(Data items)
****************************************

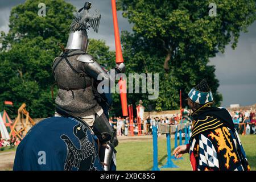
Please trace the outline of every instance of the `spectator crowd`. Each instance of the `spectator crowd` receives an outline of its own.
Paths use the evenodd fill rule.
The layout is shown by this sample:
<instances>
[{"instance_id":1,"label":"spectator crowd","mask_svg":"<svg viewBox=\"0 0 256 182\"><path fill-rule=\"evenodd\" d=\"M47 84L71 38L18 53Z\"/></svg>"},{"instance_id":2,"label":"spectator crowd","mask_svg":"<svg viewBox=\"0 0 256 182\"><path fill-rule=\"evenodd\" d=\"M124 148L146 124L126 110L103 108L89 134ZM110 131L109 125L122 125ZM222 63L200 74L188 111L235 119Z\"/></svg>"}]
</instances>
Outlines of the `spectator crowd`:
<instances>
[{"instance_id":1,"label":"spectator crowd","mask_svg":"<svg viewBox=\"0 0 256 182\"><path fill-rule=\"evenodd\" d=\"M240 134L255 134L256 125L256 110L233 110L229 111L237 131ZM134 135L137 135L141 131L143 135L150 135L152 133L152 126L154 122L175 125L179 123L190 122L192 119L188 111L183 114L174 114L171 117L162 116L147 117L141 121L139 125L137 118L133 118L133 126L130 126L129 118L121 117L112 117L109 118L109 123L112 127L117 130L117 135L127 136L133 129ZM140 127L140 128L139 128Z\"/></svg>"},{"instance_id":2,"label":"spectator crowd","mask_svg":"<svg viewBox=\"0 0 256 182\"><path fill-rule=\"evenodd\" d=\"M133 126L130 126L129 117L122 118L121 117L112 117L109 118L109 123L114 129L117 130L118 136L127 136L130 134L131 129L133 129L134 135L137 135L141 132L143 135L150 135L152 133L152 126L154 122L160 122L169 125L175 125L179 123L184 123L187 122L191 122L192 119L188 113L183 114L181 117L180 114L174 114L171 117L147 117L142 119L141 125L139 125L137 117L133 118Z\"/></svg>"},{"instance_id":3,"label":"spectator crowd","mask_svg":"<svg viewBox=\"0 0 256 182\"><path fill-rule=\"evenodd\" d=\"M239 134L255 134L256 110L234 110L230 113L235 127Z\"/></svg>"}]
</instances>

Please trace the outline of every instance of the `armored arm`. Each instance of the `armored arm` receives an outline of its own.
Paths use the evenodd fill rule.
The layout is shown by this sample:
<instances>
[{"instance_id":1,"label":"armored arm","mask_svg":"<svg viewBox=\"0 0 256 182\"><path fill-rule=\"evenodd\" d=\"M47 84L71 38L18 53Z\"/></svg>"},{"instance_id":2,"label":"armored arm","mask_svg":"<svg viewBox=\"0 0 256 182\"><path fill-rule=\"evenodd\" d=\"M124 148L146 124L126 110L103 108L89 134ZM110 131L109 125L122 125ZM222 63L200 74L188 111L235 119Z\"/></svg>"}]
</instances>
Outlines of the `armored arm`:
<instances>
[{"instance_id":1,"label":"armored arm","mask_svg":"<svg viewBox=\"0 0 256 182\"><path fill-rule=\"evenodd\" d=\"M115 77L117 74L123 73L125 71L125 65L123 63L116 64L115 69L115 77L112 78L109 72L106 72L105 70L94 60L93 57L90 55L81 55L77 58L79 61L84 63L84 68L87 74L97 80L98 76L101 75L101 78L104 80L109 81L115 81ZM111 80L112 79L113 80Z\"/></svg>"}]
</instances>

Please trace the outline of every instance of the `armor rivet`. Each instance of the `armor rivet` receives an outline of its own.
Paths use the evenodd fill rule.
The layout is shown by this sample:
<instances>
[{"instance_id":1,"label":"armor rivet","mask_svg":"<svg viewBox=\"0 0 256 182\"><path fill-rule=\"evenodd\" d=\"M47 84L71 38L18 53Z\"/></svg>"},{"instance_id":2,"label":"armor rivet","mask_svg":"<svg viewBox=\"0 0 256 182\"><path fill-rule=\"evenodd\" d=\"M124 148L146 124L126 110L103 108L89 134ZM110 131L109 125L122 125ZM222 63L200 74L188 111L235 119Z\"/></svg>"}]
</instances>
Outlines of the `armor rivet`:
<instances>
[{"instance_id":1,"label":"armor rivet","mask_svg":"<svg viewBox=\"0 0 256 182\"><path fill-rule=\"evenodd\" d=\"M80 77L84 77L84 73L79 73L79 76L80 76Z\"/></svg>"}]
</instances>

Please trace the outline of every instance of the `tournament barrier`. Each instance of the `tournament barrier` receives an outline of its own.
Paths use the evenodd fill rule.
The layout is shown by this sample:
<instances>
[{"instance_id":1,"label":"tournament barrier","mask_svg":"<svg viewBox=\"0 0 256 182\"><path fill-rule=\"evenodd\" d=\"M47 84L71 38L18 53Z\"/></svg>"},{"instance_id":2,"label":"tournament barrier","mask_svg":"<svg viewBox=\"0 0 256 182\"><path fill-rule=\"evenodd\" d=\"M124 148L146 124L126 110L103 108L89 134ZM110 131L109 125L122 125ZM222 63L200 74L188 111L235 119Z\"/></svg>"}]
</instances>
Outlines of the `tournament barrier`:
<instances>
[{"instance_id":1,"label":"tournament barrier","mask_svg":"<svg viewBox=\"0 0 256 182\"><path fill-rule=\"evenodd\" d=\"M179 145L183 144L183 135L185 138L183 144L188 144L191 137L190 124L181 123L176 125L168 125L155 122L152 126L153 135L153 168L152 171L160 171L158 167L158 133L165 134L166 135L166 143L167 146L167 162L166 164L160 168L178 168L179 167L174 164L172 159L177 160L183 159L183 158L176 158L174 155L171 155L171 134L174 134L174 148L178 146L178 136L179 138Z\"/></svg>"}]
</instances>

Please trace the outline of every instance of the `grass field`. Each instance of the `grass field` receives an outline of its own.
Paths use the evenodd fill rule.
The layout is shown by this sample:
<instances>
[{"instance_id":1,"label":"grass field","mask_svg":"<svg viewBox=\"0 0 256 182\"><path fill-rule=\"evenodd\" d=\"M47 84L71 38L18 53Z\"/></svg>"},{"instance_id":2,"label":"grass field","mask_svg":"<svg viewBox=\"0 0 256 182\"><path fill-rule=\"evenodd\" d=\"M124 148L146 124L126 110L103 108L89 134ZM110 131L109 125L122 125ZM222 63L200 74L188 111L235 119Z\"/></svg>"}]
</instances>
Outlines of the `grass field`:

****************************************

Task to complete
Gather each line from the items above that contains the string "trace". Matching is case-sensitive.

Written reply
Please trace the outline of every instance of the `spectator crowd`. Each instance of the `spectator crowd` receives an outline of its own.
Please trace the outline of every instance of the `armored arm`. Each instance of the `armored arm` receives an outline of its own.
Please trace the outline of every instance of the `armor rivet`. Each instance of the `armor rivet` receives an outline of its own.
Please trace the outline of every instance of the `tournament barrier`. Each instance of the `tournament barrier` receives an outline of its own.
Please trace the outline of every instance of the `grass field`. Each instance of the `grass field` receives an outline of its own.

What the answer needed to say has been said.